━━━━━ Excerpted records

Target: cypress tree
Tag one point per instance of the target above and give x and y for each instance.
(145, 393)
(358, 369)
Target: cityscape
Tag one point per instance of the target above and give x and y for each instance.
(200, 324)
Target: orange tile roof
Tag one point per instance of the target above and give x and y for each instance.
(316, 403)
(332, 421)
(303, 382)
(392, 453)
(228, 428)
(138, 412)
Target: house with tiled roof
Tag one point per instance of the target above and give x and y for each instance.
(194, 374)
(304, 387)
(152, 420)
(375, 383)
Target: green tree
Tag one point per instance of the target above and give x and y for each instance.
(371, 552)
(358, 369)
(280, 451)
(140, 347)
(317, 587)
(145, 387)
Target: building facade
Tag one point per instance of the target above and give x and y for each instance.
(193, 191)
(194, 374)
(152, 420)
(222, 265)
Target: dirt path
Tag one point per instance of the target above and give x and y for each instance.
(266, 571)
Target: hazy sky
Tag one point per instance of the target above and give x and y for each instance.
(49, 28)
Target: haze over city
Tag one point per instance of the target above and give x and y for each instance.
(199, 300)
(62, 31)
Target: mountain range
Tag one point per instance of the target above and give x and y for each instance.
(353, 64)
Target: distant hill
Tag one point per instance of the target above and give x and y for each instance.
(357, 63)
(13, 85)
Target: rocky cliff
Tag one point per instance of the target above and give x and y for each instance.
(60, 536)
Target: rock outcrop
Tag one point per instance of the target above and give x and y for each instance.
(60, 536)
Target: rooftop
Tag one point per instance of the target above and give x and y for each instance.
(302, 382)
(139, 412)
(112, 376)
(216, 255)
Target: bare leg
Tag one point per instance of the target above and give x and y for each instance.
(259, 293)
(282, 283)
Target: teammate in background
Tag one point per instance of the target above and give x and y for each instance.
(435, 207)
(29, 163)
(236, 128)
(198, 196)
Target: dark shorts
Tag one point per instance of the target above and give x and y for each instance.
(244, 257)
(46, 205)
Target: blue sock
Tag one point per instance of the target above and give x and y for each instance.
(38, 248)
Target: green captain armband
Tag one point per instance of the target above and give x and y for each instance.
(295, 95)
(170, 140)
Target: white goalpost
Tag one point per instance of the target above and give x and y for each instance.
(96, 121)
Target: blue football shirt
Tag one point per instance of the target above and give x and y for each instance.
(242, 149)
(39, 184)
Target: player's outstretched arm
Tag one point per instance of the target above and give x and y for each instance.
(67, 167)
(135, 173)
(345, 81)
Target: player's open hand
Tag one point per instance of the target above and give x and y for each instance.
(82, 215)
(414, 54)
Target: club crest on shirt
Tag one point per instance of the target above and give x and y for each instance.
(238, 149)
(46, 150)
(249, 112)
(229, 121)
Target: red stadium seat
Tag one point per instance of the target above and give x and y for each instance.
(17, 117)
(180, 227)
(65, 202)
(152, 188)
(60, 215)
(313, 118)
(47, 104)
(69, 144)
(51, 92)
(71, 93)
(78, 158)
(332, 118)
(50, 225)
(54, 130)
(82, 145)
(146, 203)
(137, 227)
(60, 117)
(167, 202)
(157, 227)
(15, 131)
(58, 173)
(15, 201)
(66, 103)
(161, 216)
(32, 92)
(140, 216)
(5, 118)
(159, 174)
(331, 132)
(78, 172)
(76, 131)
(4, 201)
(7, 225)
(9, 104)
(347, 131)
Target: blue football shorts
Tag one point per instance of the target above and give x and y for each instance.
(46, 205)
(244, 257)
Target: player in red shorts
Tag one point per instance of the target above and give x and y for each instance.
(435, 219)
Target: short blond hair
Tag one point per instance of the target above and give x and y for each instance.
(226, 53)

━━━━━━━━━━
━━━━━ Excerpted records

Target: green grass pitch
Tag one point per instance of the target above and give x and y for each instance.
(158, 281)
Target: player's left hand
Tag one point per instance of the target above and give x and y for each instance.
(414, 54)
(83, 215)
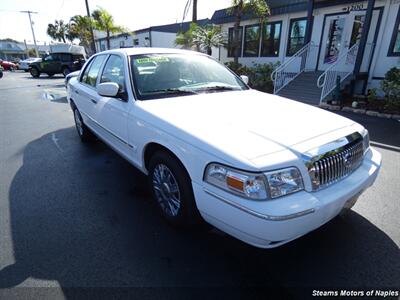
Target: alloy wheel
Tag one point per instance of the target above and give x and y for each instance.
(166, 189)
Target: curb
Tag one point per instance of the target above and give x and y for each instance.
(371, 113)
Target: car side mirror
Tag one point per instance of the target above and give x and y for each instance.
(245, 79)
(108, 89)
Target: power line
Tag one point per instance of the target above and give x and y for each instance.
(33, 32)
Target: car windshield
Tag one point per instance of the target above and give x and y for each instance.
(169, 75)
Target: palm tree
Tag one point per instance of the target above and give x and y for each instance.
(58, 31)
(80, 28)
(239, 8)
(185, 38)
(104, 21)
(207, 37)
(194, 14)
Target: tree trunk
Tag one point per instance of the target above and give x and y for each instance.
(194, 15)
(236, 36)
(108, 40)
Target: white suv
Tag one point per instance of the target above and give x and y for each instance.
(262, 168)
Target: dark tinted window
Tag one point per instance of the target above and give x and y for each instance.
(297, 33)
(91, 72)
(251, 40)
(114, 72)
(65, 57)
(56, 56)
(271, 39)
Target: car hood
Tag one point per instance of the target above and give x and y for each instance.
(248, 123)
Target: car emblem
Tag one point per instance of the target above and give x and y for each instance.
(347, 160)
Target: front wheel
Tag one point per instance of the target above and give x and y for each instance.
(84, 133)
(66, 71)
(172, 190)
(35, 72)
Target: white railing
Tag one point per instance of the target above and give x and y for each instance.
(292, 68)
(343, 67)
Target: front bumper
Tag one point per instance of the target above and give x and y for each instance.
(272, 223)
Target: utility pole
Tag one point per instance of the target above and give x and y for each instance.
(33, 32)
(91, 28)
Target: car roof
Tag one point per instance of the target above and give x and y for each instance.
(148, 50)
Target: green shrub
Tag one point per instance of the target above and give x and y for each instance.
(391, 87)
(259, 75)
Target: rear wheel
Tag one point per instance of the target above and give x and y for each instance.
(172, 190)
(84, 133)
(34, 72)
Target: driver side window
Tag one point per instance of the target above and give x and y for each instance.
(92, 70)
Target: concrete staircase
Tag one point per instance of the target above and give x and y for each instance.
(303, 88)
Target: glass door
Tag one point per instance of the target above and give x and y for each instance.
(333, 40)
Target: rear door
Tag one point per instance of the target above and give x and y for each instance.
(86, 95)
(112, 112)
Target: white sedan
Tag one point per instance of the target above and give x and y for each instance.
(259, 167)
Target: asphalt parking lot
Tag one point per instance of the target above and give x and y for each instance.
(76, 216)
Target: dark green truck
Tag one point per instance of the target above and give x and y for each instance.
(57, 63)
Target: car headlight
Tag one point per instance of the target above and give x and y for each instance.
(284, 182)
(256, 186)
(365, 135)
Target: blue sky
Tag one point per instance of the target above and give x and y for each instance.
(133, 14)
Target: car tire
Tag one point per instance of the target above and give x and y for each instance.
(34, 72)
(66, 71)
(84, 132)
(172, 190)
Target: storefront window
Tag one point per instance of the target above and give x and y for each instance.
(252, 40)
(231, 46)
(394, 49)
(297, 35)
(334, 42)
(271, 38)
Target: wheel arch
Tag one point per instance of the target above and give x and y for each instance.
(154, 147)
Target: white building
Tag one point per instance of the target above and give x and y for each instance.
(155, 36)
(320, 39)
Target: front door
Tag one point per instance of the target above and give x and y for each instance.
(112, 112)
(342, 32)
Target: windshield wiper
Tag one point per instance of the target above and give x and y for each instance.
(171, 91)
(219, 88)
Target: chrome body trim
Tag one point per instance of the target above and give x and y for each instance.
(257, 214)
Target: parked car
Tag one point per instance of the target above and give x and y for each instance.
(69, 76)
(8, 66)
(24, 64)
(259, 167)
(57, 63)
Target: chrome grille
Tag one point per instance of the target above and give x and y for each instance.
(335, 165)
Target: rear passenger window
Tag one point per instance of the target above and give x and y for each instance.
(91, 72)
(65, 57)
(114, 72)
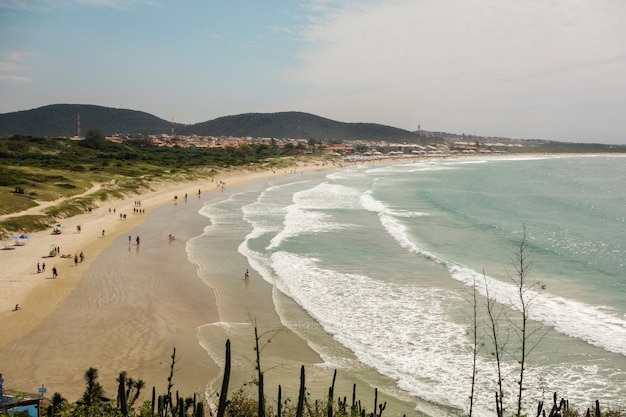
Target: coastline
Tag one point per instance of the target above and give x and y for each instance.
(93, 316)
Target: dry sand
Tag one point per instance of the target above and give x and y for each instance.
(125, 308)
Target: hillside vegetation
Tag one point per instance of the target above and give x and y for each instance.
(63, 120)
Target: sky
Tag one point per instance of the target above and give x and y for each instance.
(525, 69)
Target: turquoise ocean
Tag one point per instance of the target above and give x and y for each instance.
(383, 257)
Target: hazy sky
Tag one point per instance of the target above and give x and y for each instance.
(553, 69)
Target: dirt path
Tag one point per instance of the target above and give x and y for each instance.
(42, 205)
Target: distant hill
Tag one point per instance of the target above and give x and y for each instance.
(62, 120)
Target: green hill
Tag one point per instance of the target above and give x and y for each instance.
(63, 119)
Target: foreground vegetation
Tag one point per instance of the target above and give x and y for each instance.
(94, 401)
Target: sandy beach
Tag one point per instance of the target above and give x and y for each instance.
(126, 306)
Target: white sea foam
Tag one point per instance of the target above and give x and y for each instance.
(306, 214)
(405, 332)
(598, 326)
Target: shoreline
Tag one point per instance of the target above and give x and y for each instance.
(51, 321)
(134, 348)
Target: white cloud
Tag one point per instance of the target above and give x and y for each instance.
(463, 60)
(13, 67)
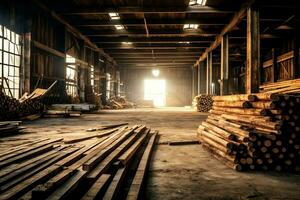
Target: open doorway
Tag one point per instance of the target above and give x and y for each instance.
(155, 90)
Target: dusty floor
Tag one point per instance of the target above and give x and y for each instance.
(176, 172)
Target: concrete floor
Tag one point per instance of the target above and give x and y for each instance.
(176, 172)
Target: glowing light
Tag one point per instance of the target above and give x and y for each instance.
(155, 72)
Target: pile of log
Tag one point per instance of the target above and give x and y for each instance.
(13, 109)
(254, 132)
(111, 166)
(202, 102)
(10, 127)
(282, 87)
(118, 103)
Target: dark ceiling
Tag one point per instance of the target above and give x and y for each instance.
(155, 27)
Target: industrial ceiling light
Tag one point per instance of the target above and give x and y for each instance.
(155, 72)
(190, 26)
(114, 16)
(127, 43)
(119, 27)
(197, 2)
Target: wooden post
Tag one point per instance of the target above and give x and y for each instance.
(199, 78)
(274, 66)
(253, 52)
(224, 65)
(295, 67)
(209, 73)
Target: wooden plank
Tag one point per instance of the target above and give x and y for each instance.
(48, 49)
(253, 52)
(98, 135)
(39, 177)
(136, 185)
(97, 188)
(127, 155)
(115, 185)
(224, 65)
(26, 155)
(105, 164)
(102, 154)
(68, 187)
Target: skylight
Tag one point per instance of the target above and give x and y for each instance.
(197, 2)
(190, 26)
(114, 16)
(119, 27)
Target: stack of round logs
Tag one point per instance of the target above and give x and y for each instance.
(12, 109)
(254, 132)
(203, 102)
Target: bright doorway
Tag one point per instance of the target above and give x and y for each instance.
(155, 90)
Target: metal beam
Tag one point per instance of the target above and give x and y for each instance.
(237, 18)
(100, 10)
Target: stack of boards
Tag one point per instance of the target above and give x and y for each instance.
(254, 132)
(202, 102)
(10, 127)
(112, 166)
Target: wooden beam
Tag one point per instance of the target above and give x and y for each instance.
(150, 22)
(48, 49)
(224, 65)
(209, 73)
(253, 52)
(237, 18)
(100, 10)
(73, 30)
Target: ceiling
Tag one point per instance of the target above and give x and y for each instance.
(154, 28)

━━━━━━━━━━

[What to produce] List every line in the rows above that contains the string "ceiling".

[Task response]
Target: dark ceiling
Target: industrial ceiling light
Target: ceiling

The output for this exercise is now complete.